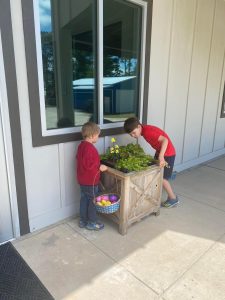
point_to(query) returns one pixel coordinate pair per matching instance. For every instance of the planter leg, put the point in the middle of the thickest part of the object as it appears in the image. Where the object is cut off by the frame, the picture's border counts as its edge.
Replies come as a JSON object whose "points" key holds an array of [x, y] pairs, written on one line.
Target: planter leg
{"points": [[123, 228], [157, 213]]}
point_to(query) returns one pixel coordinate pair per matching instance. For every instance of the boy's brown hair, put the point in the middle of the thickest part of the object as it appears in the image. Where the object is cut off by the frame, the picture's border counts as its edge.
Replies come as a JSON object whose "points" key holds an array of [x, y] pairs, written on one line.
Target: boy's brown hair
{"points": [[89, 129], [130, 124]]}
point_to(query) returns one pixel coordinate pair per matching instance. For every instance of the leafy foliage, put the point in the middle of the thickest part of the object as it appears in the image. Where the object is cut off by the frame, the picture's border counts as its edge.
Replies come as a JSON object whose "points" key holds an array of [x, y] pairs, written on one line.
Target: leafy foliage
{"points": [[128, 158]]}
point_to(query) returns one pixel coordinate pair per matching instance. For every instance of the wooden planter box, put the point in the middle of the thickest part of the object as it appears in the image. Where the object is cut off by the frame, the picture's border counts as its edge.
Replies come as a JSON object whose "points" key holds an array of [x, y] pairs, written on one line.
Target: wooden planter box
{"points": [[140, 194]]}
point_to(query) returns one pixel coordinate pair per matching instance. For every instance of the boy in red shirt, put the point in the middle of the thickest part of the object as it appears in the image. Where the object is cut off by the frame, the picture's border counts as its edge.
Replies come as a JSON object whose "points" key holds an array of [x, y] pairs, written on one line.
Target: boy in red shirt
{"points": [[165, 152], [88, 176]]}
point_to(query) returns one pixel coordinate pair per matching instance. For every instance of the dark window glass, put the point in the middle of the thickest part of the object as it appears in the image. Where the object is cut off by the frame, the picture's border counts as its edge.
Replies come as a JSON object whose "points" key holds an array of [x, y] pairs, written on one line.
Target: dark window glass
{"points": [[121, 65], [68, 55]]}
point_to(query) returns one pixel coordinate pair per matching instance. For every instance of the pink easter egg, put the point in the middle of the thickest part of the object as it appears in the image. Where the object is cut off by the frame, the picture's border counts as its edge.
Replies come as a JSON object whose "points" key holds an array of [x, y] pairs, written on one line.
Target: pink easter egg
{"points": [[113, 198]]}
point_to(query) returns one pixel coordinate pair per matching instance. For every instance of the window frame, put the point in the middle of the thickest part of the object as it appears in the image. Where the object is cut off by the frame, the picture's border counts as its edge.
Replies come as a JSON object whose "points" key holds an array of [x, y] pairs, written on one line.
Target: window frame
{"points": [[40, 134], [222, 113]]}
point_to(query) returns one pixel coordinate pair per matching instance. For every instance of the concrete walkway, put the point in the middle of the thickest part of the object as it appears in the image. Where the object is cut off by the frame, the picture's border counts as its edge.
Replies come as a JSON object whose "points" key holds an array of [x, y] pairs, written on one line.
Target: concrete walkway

━━━━━━━━━━━━━━━━━━━━━━━━━━━━━━

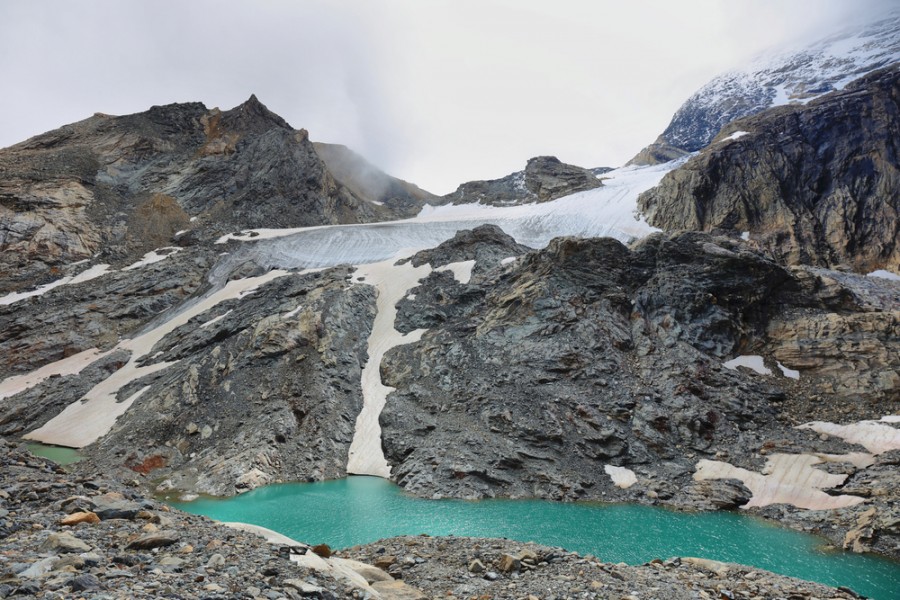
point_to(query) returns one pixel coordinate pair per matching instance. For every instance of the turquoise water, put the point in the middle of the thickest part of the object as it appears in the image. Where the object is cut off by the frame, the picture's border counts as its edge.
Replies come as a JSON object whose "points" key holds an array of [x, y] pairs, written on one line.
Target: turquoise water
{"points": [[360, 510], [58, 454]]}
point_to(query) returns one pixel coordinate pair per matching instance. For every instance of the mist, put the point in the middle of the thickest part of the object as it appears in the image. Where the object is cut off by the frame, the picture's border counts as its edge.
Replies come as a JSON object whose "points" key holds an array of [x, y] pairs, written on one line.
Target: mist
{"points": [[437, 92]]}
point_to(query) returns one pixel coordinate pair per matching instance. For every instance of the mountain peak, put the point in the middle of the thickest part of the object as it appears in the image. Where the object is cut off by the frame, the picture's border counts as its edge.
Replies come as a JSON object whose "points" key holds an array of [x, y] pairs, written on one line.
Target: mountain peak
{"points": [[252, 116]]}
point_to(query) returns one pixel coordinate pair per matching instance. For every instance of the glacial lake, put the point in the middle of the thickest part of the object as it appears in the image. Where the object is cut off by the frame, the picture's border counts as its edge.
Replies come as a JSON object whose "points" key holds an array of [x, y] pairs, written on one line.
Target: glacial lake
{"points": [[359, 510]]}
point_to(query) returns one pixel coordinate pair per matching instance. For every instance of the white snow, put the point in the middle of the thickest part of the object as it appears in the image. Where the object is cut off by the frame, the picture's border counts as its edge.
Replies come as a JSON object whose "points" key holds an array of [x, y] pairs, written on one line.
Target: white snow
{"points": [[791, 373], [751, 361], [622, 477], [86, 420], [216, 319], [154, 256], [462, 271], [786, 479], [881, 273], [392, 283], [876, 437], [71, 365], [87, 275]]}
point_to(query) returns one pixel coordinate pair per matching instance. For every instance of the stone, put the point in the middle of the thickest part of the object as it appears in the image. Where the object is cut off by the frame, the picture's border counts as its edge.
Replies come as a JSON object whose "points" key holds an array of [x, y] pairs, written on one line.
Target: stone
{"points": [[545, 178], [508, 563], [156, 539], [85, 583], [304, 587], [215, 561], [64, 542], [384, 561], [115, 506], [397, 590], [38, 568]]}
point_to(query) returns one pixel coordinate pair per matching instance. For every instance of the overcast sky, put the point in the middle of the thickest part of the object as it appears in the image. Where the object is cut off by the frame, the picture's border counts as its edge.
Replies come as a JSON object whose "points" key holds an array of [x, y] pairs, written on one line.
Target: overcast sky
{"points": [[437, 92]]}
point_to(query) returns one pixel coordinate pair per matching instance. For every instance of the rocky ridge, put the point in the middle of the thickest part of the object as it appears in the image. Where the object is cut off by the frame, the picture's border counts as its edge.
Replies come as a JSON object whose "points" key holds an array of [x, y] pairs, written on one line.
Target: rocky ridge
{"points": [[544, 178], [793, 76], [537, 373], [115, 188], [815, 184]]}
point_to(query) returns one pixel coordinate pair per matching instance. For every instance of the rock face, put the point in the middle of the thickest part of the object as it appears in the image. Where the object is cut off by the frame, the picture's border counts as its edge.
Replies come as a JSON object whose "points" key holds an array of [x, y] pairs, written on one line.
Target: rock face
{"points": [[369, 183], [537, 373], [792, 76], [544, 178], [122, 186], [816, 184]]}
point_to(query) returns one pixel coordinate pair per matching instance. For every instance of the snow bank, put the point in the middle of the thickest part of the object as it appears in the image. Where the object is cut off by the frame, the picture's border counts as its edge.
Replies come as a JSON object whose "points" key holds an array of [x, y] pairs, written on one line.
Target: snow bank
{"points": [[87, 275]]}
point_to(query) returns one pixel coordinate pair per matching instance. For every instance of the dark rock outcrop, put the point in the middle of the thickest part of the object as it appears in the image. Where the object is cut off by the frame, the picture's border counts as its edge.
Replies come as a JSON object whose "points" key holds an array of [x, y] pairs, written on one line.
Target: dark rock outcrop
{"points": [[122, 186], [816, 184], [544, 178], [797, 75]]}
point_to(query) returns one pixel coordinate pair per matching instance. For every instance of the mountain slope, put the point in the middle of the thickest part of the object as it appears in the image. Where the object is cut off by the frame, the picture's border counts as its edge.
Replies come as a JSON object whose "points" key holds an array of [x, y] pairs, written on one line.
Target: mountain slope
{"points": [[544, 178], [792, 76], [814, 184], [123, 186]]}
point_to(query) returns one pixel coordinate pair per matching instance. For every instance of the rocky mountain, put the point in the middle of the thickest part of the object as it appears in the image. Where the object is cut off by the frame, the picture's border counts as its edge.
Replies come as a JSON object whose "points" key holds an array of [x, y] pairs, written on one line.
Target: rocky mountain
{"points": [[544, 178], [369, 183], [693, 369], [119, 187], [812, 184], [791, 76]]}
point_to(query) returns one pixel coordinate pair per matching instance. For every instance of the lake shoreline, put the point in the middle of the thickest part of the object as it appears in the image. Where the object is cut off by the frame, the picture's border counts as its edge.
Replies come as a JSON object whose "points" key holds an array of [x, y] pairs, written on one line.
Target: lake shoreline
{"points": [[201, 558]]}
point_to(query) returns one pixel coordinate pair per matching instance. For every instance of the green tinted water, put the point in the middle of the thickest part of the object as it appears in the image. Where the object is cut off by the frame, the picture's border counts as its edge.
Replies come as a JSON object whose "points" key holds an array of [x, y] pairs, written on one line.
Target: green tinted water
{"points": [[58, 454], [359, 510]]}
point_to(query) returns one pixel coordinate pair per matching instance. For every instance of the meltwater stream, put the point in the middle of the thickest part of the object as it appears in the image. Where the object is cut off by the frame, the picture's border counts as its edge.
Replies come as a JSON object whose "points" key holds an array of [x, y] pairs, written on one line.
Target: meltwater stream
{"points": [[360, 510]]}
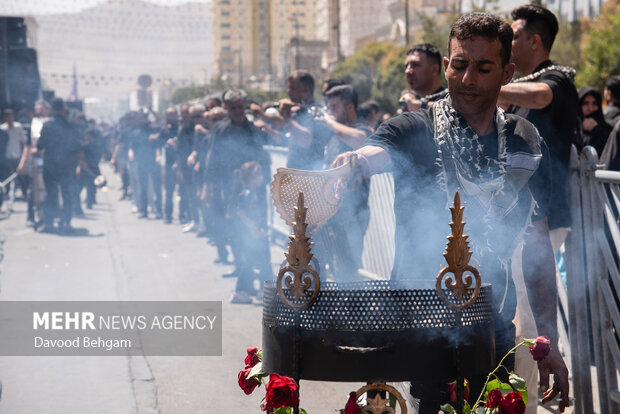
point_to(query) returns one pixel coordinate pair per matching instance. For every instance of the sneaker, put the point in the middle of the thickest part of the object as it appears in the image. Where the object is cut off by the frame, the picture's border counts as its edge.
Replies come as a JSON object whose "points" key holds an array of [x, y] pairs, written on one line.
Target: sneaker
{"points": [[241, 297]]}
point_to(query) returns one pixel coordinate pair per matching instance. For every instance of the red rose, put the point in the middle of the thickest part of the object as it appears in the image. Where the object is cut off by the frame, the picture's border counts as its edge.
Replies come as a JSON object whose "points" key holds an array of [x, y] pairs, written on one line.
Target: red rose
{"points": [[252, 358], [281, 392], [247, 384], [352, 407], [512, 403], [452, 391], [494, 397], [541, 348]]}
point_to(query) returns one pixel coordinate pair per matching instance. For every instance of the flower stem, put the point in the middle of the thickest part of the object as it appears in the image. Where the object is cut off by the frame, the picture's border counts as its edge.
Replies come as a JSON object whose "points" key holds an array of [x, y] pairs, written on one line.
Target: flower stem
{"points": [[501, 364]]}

━━━━━━━━━━━━━━━━━━━━━━━━━━━━━━

* _What to do_
List each line in the entries above that contains the string "rose". Case counts, so include only matches with the same capitalization.

* _Worked solution_
point_to(query) returns one pixel coordinate pair per matching instance. For every instance of the red rose, put the point in the middle of the thickest part of the object as it appears in the image. Where the object is cut off by the frame, the picture's border counts as its edge.
Target: red rose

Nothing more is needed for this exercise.